Ganti "gambler" dengan "penjudi", lalu tuliskan kembali bagian teks tentang perjudian dalam olahraga di antara "Perjudian telah menginfeksi" dan "panggung pertunjukan olahraga.", termasuk keduanya.

PENGGALAN DOKUMEN:
::::

Tidak mudah mendeteksi secara terang benderang aneka praktik pencederaan fair play, terutama malpraktik match fixing. Di balik panggung olahraga yang terang benderang, masih tersedia banyak ruang yang remang-remang. Remang karena posisinya yang jauh terkontrol dari panggung utama atau diremangkan oleh match fixer yang memiliki 'kecerdasan interpersonal' yang sangat tinggi dan memengaruhi elemen inti panggung performa olahraga. Aksi match fixer itu sangat rapi dan sangat menguasai sisi remang panggung sportivitas. Beraksi bak sutradara yang tanpa naskah dan kameramen tapi mampu mengubah cerita di panggung.

Panggung olahraga di samping tiga bentuk seperti diuraikan di depan, secara fungsional menarasikan performa sebuah tuntunan dan tontonan. Ketiga panggung sebelumnya menjelaskan bahwa olahraga itu memiliki sisi tuntunan. Dari sisi tontonan inilah, maka ada persoalan wilayah remang-remang yang kemudian mengundang berbagai kepentingan eksternal yang acapkali terlepas dari esensi keolahragaan, bahkan membuang jauh ruh utama olympism values. Salah satu yang hadir dan memberikan bayang-bayang cemas panggung olahraga adalah berupa bisnis perjudian.

Perjudian telah menginfeksi panggung olahraga sejak panggung olahraga dibangun dalam peradaban manusia. Perjudian itu laksana kentut, tidak bisa terlihat wujudnya tapi keberadaannya tertangkap oleh baunya. Sayangnya, pembuktian keberadaannya tidak cukup dengan baunya. Selesai urusan dengan cara menutup hidung atau memakai masker. Olahraga sebagai tontonan menarik sering menjadi obyek rapuh dari niat jahat para gambler dan match fixer untuk meraup keuntungan besar secara material di balik panggung pertunjukan olahraga.

::::

DATA:
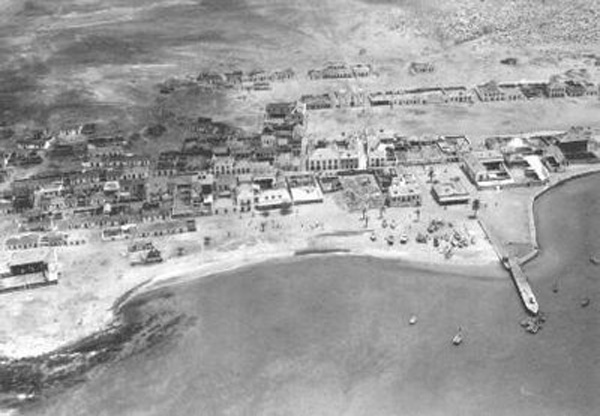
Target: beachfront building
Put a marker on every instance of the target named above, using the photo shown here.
(330, 159)
(403, 193)
(273, 199)
(450, 193)
(578, 144)
(303, 188)
(486, 169)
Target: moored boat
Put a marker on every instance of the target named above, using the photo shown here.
(458, 338)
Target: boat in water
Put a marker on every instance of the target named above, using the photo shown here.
(458, 338)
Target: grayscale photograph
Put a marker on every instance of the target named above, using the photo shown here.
(299, 207)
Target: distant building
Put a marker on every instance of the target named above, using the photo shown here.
(329, 159)
(416, 68)
(273, 199)
(403, 193)
(578, 144)
(492, 91)
(317, 102)
(450, 193)
(556, 89)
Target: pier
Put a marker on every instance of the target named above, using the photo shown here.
(522, 285)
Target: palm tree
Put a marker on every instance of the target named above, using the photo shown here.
(475, 206)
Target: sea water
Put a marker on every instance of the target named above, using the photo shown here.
(330, 336)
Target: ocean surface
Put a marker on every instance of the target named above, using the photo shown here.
(330, 336)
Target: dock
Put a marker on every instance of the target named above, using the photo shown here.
(522, 285)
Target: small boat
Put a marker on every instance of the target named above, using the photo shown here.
(525, 322)
(533, 327)
(458, 338)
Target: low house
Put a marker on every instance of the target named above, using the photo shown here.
(403, 193)
(361, 70)
(458, 95)
(453, 147)
(282, 75)
(450, 193)
(511, 91)
(381, 99)
(273, 199)
(487, 169)
(578, 144)
(337, 70)
(581, 88)
(534, 89)
(554, 159)
(556, 89)
(421, 68)
(304, 189)
(317, 102)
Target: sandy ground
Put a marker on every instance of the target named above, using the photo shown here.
(94, 276)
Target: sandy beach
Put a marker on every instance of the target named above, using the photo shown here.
(96, 276)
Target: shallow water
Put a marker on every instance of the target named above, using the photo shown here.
(330, 335)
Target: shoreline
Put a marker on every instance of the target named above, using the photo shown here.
(523, 260)
(187, 269)
(483, 263)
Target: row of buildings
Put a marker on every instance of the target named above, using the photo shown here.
(569, 85)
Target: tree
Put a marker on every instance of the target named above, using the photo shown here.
(475, 206)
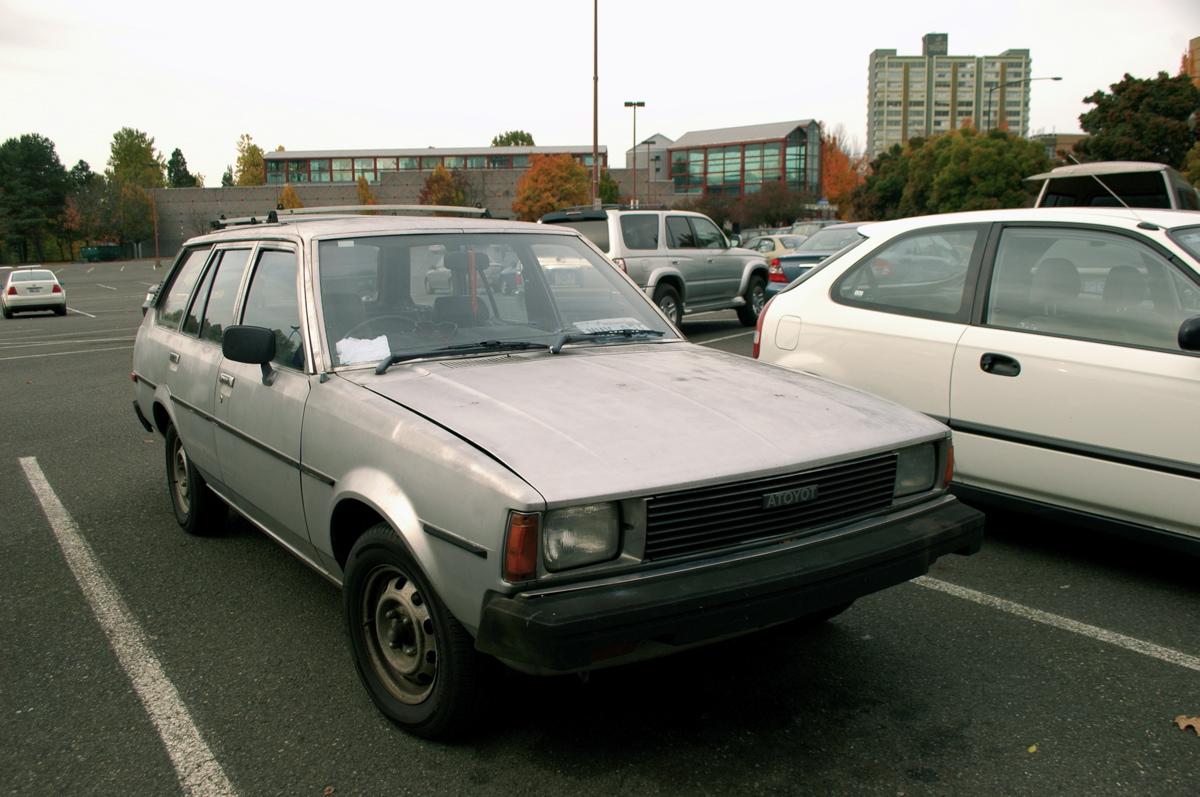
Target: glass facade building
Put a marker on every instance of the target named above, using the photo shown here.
(349, 166)
(737, 161)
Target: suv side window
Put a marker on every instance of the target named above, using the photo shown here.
(177, 293)
(1090, 285)
(640, 231)
(679, 234)
(708, 235)
(917, 275)
(223, 294)
(271, 303)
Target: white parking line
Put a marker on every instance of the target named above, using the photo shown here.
(1102, 635)
(29, 357)
(726, 337)
(198, 771)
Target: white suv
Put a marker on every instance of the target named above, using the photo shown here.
(681, 258)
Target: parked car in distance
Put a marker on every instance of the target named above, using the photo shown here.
(30, 289)
(772, 245)
(828, 240)
(1111, 184)
(1061, 345)
(555, 478)
(679, 258)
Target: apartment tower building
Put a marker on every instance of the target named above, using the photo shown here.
(912, 96)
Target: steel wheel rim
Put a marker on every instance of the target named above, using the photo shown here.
(179, 477)
(400, 635)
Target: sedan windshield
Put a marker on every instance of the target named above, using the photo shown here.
(408, 297)
(831, 239)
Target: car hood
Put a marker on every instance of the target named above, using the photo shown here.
(612, 421)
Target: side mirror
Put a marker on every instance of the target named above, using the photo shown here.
(1189, 334)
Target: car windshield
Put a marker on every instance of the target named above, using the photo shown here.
(831, 239)
(403, 297)
(1188, 238)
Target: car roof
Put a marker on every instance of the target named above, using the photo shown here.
(306, 228)
(1110, 216)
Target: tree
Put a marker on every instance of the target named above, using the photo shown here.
(288, 198)
(439, 189)
(135, 168)
(251, 168)
(178, 177)
(1141, 120)
(513, 138)
(610, 192)
(958, 171)
(552, 183)
(33, 192)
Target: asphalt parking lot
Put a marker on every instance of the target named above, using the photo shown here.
(1054, 661)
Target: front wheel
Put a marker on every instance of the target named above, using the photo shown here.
(417, 661)
(756, 299)
(667, 299)
(197, 508)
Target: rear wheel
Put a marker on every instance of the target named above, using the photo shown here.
(417, 661)
(197, 508)
(756, 299)
(667, 299)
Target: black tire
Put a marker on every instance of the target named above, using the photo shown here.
(756, 299)
(418, 663)
(667, 299)
(198, 509)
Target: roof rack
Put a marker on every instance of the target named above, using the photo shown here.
(274, 216)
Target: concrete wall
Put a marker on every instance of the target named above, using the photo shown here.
(185, 213)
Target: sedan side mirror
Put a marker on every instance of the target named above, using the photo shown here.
(1189, 334)
(251, 345)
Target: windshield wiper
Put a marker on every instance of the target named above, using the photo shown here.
(459, 348)
(623, 334)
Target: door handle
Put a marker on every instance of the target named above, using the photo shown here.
(1000, 365)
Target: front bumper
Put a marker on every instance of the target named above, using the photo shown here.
(577, 629)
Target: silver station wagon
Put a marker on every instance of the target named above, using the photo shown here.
(553, 477)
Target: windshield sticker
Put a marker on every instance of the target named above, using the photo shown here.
(609, 325)
(354, 349)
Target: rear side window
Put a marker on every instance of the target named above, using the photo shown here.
(179, 289)
(640, 231)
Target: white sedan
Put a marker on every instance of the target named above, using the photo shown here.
(28, 289)
(1061, 345)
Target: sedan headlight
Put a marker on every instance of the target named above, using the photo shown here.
(581, 535)
(916, 469)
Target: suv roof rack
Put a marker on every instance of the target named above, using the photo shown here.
(280, 215)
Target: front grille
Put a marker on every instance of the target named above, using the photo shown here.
(714, 517)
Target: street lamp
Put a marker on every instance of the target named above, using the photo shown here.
(1000, 85)
(635, 105)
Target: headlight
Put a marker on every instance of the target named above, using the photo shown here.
(916, 469)
(581, 535)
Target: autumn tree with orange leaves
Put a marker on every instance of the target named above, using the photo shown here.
(552, 183)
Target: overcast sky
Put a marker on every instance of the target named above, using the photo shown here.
(354, 75)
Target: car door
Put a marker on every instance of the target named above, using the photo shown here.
(889, 328)
(195, 353)
(1073, 389)
(259, 412)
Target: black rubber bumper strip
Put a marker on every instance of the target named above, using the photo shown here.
(574, 630)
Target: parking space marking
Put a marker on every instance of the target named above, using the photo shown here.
(29, 357)
(197, 768)
(726, 337)
(1102, 635)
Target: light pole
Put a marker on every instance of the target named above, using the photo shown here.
(635, 105)
(1000, 85)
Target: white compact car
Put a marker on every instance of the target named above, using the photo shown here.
(29, 289)
(1061, 345)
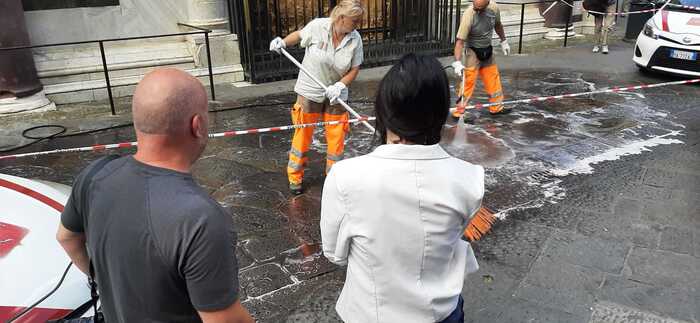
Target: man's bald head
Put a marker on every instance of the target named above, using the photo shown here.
(166, 100)
(481, 4)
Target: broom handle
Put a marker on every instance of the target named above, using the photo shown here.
(342, 103)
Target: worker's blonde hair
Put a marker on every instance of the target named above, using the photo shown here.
(348, 8)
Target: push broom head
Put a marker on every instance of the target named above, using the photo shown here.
(480, 224)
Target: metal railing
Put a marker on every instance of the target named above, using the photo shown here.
(105, 68)
(389, 29)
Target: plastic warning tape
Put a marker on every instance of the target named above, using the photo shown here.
(573, 95)
(625, 13)
(684, 7)
(215, 135)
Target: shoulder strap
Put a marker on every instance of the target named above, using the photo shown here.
(97, 166)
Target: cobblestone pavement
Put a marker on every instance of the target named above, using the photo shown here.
(598, 196)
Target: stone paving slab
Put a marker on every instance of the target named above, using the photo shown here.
(517, 310)
(561, 285)
(678, 240)
(620, 228)
(603, 255)
(263, 279)
(310, 300)
(552, 215)
(667, 302)
(513, 243)
(613, 313)
(672, 214)
(485, 290)
(663, 268)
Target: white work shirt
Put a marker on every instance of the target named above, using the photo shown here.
(396, 217)
(326, 63)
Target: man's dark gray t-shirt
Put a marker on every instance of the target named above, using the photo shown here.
(161, 247)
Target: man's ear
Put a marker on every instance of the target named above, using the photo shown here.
(198, 126)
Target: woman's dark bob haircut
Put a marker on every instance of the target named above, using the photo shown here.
(413, 100)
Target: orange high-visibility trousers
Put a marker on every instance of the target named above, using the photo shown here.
(305, 111)
(335, 138)
(488, 72)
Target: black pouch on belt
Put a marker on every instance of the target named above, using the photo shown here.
(483, 54)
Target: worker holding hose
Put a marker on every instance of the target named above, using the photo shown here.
(474, 55)
(333, 55)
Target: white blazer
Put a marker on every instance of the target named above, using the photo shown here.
(396, 217)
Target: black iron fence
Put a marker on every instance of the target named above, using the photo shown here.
(105, 67)
(390, 29)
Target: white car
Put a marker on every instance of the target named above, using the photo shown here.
(32, 263)
(670, 40)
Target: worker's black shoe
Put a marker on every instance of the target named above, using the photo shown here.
(296, 189)
(468, 118)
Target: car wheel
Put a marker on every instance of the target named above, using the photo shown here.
(644, 70)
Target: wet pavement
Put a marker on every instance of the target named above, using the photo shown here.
(598, 196)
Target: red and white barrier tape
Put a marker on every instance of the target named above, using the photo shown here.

::::

SOAL TERJAWAB:
Perjudian telah menginfeksi panggung olahraga sejak panggung olahraga dibangun dalam peradaban manusia. Perjudian itu laksana kentut, tidak bisa terlihat wujudnya tapi keberadaannya tertangkap oleh baunya. Sayangnya, pembuktian keberadaannya tidak cukup dengan baunya. Selesai urusan dengan cara menutup hidung atau memakai masker. Olahraga sebagai tontonan menarik sering menjadi obyek rapuh dari niat jahat para penjudi dan match fixer untuk meraup keuntungan besar secara material di balik panggung pertunjukan olahraga.